Whatever appears in the records should be given again exactly, down to the last mark.

Stored entries
============================================================

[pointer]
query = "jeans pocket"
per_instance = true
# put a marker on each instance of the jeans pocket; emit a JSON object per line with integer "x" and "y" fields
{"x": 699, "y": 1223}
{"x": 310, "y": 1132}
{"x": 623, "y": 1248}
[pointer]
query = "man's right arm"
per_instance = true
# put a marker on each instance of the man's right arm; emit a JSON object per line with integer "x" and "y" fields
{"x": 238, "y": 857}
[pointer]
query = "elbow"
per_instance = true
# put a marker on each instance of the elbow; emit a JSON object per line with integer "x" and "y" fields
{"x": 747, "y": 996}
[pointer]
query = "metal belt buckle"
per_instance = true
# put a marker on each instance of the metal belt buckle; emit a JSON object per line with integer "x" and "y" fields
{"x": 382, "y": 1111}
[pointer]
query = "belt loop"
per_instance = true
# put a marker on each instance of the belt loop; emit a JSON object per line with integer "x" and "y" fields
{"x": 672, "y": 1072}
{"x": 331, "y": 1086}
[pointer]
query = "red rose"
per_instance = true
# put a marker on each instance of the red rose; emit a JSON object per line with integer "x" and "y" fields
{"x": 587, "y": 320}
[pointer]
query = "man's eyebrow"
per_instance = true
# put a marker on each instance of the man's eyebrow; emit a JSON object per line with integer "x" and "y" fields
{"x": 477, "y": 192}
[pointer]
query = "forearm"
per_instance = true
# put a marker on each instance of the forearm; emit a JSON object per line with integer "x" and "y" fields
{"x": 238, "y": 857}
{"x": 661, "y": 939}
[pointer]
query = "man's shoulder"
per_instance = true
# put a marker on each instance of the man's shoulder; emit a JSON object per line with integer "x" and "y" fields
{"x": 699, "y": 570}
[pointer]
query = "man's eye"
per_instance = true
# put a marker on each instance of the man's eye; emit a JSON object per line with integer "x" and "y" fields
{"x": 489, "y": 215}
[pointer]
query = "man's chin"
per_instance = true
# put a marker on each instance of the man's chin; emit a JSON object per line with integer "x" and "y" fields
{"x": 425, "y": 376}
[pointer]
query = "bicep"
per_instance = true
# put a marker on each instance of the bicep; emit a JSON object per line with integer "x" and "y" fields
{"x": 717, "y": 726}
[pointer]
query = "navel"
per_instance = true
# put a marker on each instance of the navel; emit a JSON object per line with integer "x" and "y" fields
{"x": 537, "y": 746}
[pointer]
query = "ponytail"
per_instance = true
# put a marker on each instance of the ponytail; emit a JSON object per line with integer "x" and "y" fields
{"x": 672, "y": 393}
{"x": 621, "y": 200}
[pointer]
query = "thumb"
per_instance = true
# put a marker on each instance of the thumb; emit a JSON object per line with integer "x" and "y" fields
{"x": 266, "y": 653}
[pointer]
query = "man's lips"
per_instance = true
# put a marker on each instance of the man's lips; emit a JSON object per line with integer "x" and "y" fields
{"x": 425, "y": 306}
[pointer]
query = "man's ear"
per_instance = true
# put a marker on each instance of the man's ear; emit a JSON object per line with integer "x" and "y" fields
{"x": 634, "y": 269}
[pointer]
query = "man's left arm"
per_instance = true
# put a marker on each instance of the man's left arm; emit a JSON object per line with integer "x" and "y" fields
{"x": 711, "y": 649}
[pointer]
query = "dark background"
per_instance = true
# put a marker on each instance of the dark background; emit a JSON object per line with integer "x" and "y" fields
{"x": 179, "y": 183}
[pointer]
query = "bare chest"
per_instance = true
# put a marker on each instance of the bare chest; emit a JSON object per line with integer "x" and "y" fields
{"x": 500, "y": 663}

============================================================

◆ WRITTEN RESPONSE ◆
[pointer]
query = "jeans pocket"
per_instance = true
# put a marker on each instance of the jeans pocket; emit a JSON object per line with integer "x" and "y" fields
{"x": 699, "y": 1223}
{"x": 310, "y": 1132}
{"x": 623, "y": 1248}
[pointer]
query = "man's right arm"
per_instance = true
# put a marker on each instance of the man's right arm; emit a JSON object per line with integer "x" and "y" fields
{"x": 238, "y": 857}
[pointer]
query = "elbow"
per_instance = true
# put a marker on each instance of the elbow; emit a JSON object per line with integer "x" and "y" fields
{"x": 747, "y": 996}
[pointer]
query = "metal belt buckle"
per_instance = true
# put a marker on each instance of the metal belt buckle; emit a JSON object per line with integer "x" and "y" fields
{"x": 382, "y": 1111}
[pointer]
query = "belt loop"
per_instance = true
# put a marker on each instance of the belt loop; emit a JSON object per line with integer "x" and "y" fields
{"x": 672, "y": 1072}
{"x": 331, "y": 1086}
[pointer]
query = "red rose"
per_instance = true
# put a marker on each instance of the red rose; emit a JSON object per line with integer "x" and "y" fields
{"x": 587, "y": 320}
[pointer]
query = "man's eyebrow"
per_instance = true
# put a marker on each instance of the man's eyebrow; emit a JSON object per line with integer "x" and "y" fields
{"x": 477, "y": 192}
[pointer]
query = "forearm"
per_instance = true
# put a marker on each instance of the forearm; emit a JSON object per line with integer "x" and "y" fields
{"x": 238, "y": 857}
{"x": 661, "y": 939}
[pointer]
query = "man's shoulder"
per_instance = true
# put a marker on each instance of the man's shoulder; emit a JSON object per line with integer "x" and "y" fields
{"x": 699, "y": 570}
[pointer]
query = "man's eye"
per_instance = true
# put a marker on each instance of the man's eye; emit a JSON object per line with integer "x" and "y" fields
{"x": 489, "y": 215}
[pointer]
query = "man's chin"
per_instance = true
# put a marker on each instance of the man's chin; emit a JSON object per line with integer "x" and "y" fields
{"x": 425, "y": 376}
[pointer]
query = "bicep"
per_instance = true
# put a marker on each instance of the bicep; emit a JSON object per line with integer "x" and "y" fields
{"x": 717, "y": 726}
[pointer]
query = "navel"
per_instance = true
# put a marker on each instance of the navel; emit a JSON object per line with integer "x" and "y" fields
{"x": 537, "y": 746}
[pointer]
query = "ponytail"
per_instance = true
# put a marker on each instance of the ponytail; emit a JSON object per line with integer "x" and "y" fields
{"x": 672, "y": 393}
{"x": 621, "y": 200}
[pointer]
query = "thumb"
per_instance = true
# put a marker on each instance of the thumb; emit a JSON object per line with integer "x" and "y" fields
{"x": 266, "y": 653}
[pointer]
query = "man's lips"
per_instance = true
# put a marker on each instance of the man's lips; emit a JSON object per line with integer "x" and "y" fields
{"x": 425, "y": 306}
[pointer]
query = "man's ear"
per_instance = true
# put a marker on each instance of the man's ear; emit a JSON object per line with integer "x" and "y" fields
{"x": 634, "y": 269}
[pointer]
query = "man's left arm"
per_instance = true
# put a marker on each instance of the man's left arm; emit a JSON object per line with integer "x" and "y" fields
{"x": 711, "y": 649}
[pointer]
query = "dark background"
per_instance = true
# put a marker on each instance of the dark background; emit a JSON object per line with integer "x" and "y" fields
{"x": 179, "y": 183}
[pointer]
query = "bare chest"
per_instance = true
# put a marker on each instance of the bare chest; emit a JSON object per line with integer "x" and "y" fields
{"x": 500, "y": 663}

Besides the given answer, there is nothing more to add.